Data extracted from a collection
◆ ◆ ◆ ◆

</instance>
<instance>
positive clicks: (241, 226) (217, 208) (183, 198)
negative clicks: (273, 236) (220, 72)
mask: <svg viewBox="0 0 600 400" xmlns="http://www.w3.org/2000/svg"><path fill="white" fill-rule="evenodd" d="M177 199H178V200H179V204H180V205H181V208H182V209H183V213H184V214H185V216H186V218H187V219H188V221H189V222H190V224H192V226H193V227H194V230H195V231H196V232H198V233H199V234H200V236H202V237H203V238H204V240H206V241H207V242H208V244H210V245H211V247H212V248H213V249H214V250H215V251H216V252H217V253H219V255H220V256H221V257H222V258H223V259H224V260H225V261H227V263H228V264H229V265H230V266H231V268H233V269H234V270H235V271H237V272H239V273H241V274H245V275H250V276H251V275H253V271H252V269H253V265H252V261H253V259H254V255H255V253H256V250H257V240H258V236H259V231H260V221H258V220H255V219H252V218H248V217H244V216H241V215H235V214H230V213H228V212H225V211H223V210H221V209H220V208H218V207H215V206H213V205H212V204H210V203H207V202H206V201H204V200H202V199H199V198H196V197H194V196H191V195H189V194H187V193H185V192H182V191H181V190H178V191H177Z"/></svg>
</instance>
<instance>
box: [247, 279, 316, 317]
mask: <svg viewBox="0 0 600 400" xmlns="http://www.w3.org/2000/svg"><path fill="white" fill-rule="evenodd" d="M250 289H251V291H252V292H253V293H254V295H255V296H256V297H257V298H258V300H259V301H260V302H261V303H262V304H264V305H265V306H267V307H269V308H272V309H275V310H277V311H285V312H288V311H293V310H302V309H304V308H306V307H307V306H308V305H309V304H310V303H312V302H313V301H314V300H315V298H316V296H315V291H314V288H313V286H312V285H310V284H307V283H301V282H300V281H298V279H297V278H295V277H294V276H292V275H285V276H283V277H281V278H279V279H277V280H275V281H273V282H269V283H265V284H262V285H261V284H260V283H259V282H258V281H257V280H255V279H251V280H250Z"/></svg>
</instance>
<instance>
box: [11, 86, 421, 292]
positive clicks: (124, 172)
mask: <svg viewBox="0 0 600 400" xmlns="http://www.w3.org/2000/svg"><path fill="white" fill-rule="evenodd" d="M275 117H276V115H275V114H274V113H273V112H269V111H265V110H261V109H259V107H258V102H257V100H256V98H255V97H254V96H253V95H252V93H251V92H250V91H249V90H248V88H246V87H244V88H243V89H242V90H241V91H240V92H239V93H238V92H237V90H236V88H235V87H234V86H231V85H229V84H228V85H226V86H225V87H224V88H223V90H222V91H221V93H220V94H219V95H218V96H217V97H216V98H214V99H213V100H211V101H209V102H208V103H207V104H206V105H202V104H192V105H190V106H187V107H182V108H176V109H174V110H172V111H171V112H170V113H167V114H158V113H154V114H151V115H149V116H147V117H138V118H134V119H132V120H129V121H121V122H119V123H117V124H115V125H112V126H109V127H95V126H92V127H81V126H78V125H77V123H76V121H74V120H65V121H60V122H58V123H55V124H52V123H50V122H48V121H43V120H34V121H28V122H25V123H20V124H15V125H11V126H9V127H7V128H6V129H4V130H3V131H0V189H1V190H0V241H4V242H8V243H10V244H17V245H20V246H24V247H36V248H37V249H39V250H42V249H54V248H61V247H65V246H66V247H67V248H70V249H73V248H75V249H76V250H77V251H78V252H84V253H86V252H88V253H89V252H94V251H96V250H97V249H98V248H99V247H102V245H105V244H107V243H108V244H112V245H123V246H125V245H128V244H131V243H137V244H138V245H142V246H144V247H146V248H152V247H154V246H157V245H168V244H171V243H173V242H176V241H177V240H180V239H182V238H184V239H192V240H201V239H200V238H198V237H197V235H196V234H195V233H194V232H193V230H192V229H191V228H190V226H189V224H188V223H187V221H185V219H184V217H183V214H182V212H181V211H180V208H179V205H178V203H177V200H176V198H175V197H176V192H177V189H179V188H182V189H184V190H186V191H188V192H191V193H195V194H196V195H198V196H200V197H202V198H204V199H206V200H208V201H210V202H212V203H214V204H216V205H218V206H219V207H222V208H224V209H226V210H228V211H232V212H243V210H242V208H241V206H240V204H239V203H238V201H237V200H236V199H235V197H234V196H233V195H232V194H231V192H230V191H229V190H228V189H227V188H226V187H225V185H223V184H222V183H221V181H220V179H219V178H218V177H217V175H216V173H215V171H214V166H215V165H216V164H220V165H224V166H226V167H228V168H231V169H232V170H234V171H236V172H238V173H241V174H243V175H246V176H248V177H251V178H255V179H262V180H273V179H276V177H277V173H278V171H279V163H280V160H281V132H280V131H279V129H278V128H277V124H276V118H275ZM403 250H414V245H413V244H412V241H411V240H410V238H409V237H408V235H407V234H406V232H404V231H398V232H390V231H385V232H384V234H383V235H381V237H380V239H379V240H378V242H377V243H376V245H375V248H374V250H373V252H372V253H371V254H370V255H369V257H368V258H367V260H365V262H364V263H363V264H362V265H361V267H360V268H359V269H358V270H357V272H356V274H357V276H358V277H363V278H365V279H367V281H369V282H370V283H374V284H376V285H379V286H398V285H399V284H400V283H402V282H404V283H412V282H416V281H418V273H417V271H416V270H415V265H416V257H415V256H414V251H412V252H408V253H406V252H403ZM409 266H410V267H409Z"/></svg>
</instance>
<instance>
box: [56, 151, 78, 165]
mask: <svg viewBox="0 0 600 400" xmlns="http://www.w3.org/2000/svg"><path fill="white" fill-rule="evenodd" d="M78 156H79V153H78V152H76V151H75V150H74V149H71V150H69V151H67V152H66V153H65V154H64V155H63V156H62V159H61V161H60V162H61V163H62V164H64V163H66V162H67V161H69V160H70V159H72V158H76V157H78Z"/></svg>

◆ ◆ ◆ ◆

What the task asks
Every record, from top to bottom, must be transcribed exactly.

Completed task
</instance>
<instance>
positive clicks: (241, 226) (217, 208) (183, 198)
negative clicks: (273, 236) (220, 72)
mask: <svg viewBox="0 0 600 400" xmlns="http://www.w3.org/2000/svg"><path fill="white" fill-rule="evenodd" d="M177 199H178V200H179V204H180V205H181V208H182V209H183V213H184V214H185V216H186V218H187V219H188V221H189V222H190V224H192V226H193V227H194V230H195V231H196V232H198V233H199V234H200V236H202V237H203V238H204V240H206V241H207V242H208V244H210V245H211V247H212V248H213V249H214V250H215V251H216V252H217V253H219V255H220V256H221V257H222V258H223V259H224V260H225V261H227V263H228V264H229V265H230V266H231V268H233V269H234V270H235V271H237V272H239V273H241V274H245V275H250V276H251V275H253V271H252V269H253V265H252V261H253V259H254V255H255V253H256V250H257V240H258V236H259V231H260V221H258V220H255V219H252V218H248V217H244V216H241V215H235V214H230V213H228V212H225V211H223V210H221V209H220V208H218V207H215V206H213V205H212V204H210V203H207V202H206V201H204V200H202V199H199V198H196V197H194V196H191V195H189V194H187V193H185V192H182V191H181V190H178V191H177Z"/></svg>
</instance>
<instance>
box: [247, 279, 316, 317]
mask: <svg viewBox="0 0 600 400" xmlns="http://www.w3.org/2000/svg"><path fill="white" fill-rule="evenodd" d="M250 289H251V291H252V292H253V293H254V295H255V296H256V297H257V298H258V300H259V301H260V302H261V303H262V304H264V305H265V306H267V307H269V308H272V309H275V310H277V311H285V312H288V311H293V310H302V309H304V308H306V307H307V306H308V305H309V304H310V303H312V302H313V301H314V300H315V298H316V296H315V291H314V288H313V286H312V285H310V284H307V283H301V282H300V281H298V279H297V278H295V277H294V276H292V275H285V276H283V277H281V278H279V279H277V280H275V281H273V282H269V283H265V284H262V285H261V284H260V283H259V282H258V281H257V280H255V279H251V280H250Z"/></svg>
</instance>
<instance>
box: [11, 86, 421, 292]
positive clicks: (124, 172)
mask: <svg viewBox="0 0 600 400" xmlns="http://www.w3.org/2000/svg"><path fill="white" fill-rule="evenodd" d="M275 117H276V115H275V114H274V113H273V112H269V111H265V110H261V109H259V107H258V102H257V100H256V98H255V97H254V96H253V95H252V93H251V92H250V91H249V90H248V88H246V87H244V88H243V89H242V90H241V91H240V92H239V93H238V92H237V90H236V88H235V87H234V86H231V85H229V84H228V85H226V86H225V87H224V88H223V90H222V91H221V93H220V94H219V95H218V96H217V97H216V98H214V99H213V100H211V101H209V102H208V103H207V104H206V105H202V104H192V105H190V106H187V107H182V108H176V109H174V110H172V111H171V112H170V113H167V114H158V113H154V114H151V115H149V116H147V117H138V118H134V119H132V120H129V121H121V122H119V123H117V124H115V125H112V126H109V127H95V126H92V127H81V126H78V125H77V123H76V121H74V120H65V121H60V122H58V123H55V124H52V123H50V122H48V121H43V120H34V121H28V122H25V123H20V124H15V125H11V126H9V127H7V128H6V129H4V130H3V131H0V189H1V190H0V241H4V242H8V243H10V244H17V245H20V246H24V247H36V248H37V249H39V250H42V249H54V248H61V247H65V246H66V247H67V248H70V249H73V248H75V249H76V250H77V251H78V252H84V253H86V252H88V253H89V252H94V251H96V250H97V249H98V248H99V247H102V245H105V244H107V243H108V244H112V245H123V246H125V245H128V244H131V243H137V244H138V245H142V246H144V247H146V248H152V247H154V246H157V245H168V244H171V243H173V242H176V241H177V240H180V239H182V238H184V239H192V240H201V239H200V238H198V237H197V235H196V234H195V233H194V232H193V230H192V229H191V228H190V226H189V224H188V223H187V221H185V219H184V217H183V214H182V212H181V211H180V208H179V205H178V203H177V200H176V198H175V197H176V192H177V189H179V188H182V189H184V190H186V191H188V192H191V193H195V194H196V195H198V196H200V197H202V198H204V199H206V200H208V201H210V202H212V203H214V204H216V205H218V206H219V207H222V208H224V209H226V210H228V211H232V212H243V210H242V208H241V206H240V204H239V203H238V201H237V200H236V199H235V197H234V196H233V195H232V194H231V192H230V191H229V190H228V189H227V188H226V187H225V185H223V184H222V183H221V181H220V179H219V178H218V177H217V175H216V173H215V171H214V166H215V165H216V164H220V165H224V166H226V167H228V168H231V169H232V170H234V171H236V172H238V173H241V174H243V175H246V176H248V177H251V178H255V179H262V180H273V179H276V177H277V173H278V171H279V163H280V160H281V132H280V131H279V129H278V128H277V124H276V118H275ZM403 250H414V245H413V244H412V241H411V240H410V238H409V237H408V235H407V234H406V232H404V231H398V232H390V231H385V232H384V234H383V235H381V237H380V239H379V240H378V242H377V243H376V245H375V248H374V250H373V252H372V253H371V254H370V255H369V257H368V258H367V260H365V262H364V263H363V264H362V265H361V267H360V268H359V269H358V270H357V272H356V274H357V276H358V277H363V278H365V279H367V281H369V282H370V283H374V284H376V285H379V286H398V285H399V284H400V283H402V282H404V283H412V282H416V281H418V273H417V271H416V270H415V265H416V257H415V256H414V251H412V252H408V253H406V252H403ZM409 266H410V267H409Z"/></svg>
</instance>
<instance>
box: [56, 151, 78, 165]
mask: <svg viewBox="0 0 600 400" xmlns="http://www.w3.org/2000/svg"><path fill="white" fill-rule="evenodd" d="M78 156H79V153H78V152H76V151H75V150H74V149H71V150H69V151H67V152H66V153H65V154H64V155H63V156H62V159H61V161H60V162H61V163H62V164H64V163H66V162H67V161H69V160H70V159H72V158H76V157H78Z"/></svg>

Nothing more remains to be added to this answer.